▶ Passage
----

Wednesday, September 27, 2017

The story of my scars

Scars are usually perceived as ugly unsightly things, a disfigurement that mars beauty. However, recently I watched an inspiring video of an amazing lady that made me realise that we often undermine the transforming power of these physical and emotional scars. Muniba Mazari has certainly become my hero and has propelled to the top of my list of inspiring women of the world. I will not delve into her story but will urge all of you to watch this amazing talk and learn about her first hand.


I must admit I find physical scars difficult to deal with. To me, they represent the pain they must have inflicted on the bearer and are a constant reminder   as well as a source of curiosity and concern for the observer. As a person who has a near physical  reaction every time I hear about someone’s hurt, I truly admire people who confidently embrace their physical scars and forge ahead. I am even more impressed when I see people bravely camouflaging the scars of their soul. We think we are good at hiding these but a person who wears these like a badge on their sleeves is is not too hard to discern. These are the scars I find fascinating.. in fact even liberating. For me the cracks left by personal heartaches, once mended seem to have captured and assimilated some light from places within me I never thought existed.


I recently learnt about the Japanese practice of filling cracks of a broken object with gold. I think it’s a beautiful concept that pays tribute to the process of healing and acknowledges the transformation of a broken object to a more beautiful whole.

----

Records from an annotation dataset

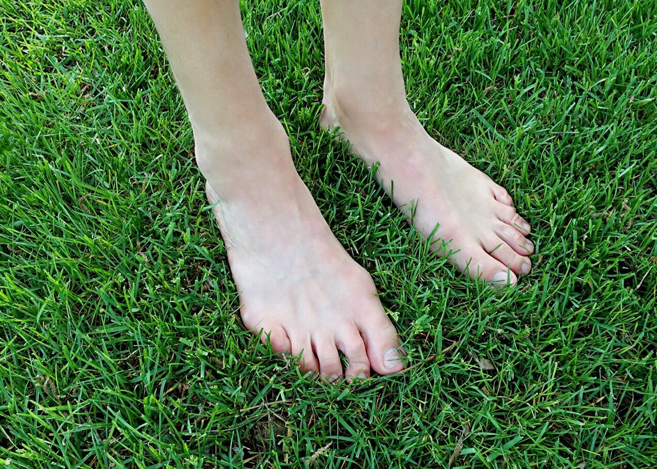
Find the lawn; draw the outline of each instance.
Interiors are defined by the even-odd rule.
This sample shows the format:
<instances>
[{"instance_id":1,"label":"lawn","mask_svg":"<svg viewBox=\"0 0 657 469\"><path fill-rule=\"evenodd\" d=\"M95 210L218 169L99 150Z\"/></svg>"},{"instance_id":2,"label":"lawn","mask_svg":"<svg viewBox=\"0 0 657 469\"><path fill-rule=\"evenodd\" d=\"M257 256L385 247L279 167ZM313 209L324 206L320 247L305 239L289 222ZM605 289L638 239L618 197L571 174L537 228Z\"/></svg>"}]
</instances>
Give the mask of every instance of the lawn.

----

▶ Prompt 1
Condense the paragraph of the blog post that begins "I recently learnt about the Japanese practice" into a single shorter sentence that keeps its main facts.
▶ Prompt 2
Summarize the blog post in two sentences.
▶ Prompt 3
Reproduce the blog post starting at "I must admit" and ending at "never thought existed.", substituting "marks" for every instance of "scars".
These rows bear no relation to the blog post.

▶ Full solution 1
The writer recently learned of the Japanese practice of filling the cracks of a broken object with gold and considers it a beautiful concept that honors healing and recognizes the object's transformation into a more beautiful whole.

▶ Full solution 2
After watching an inspiring talk by Muniba Mazari, the writer came to see that the transforming power of physical and emotional scars is often undermined, and admires people who confidently embrace their physical scars or bravely camouflage the scars of their soul. The writer finds emotional scars fascinating and even liberating, and praises the Japanese practice of filling cracks in broken objects with gold as a tribute to healing.

▶ Full solution 3
I must admit I find physical marks difficult to deal with. To me, they represent the pain they must have inflicted on the bearer and are a constant reminder   as well as a source of curiosity and concern for the observer. As a person who has a near physical  reaction every time I hear about someone’s hurt, I truly admire people who confidently embrace their physical marks and forge ahead. I am even more impressed when I see people bravely camouflaging the marks of their soul. We think we are good at hiding these but a person who wears these like a badge on their sleeves is is not too hard to discern. These are the marks I find fascinating.. in fact even liberating. For me the cracks left by personal heartaches, once mended seem to have captured and assimilated some light from places within me I never thought existed.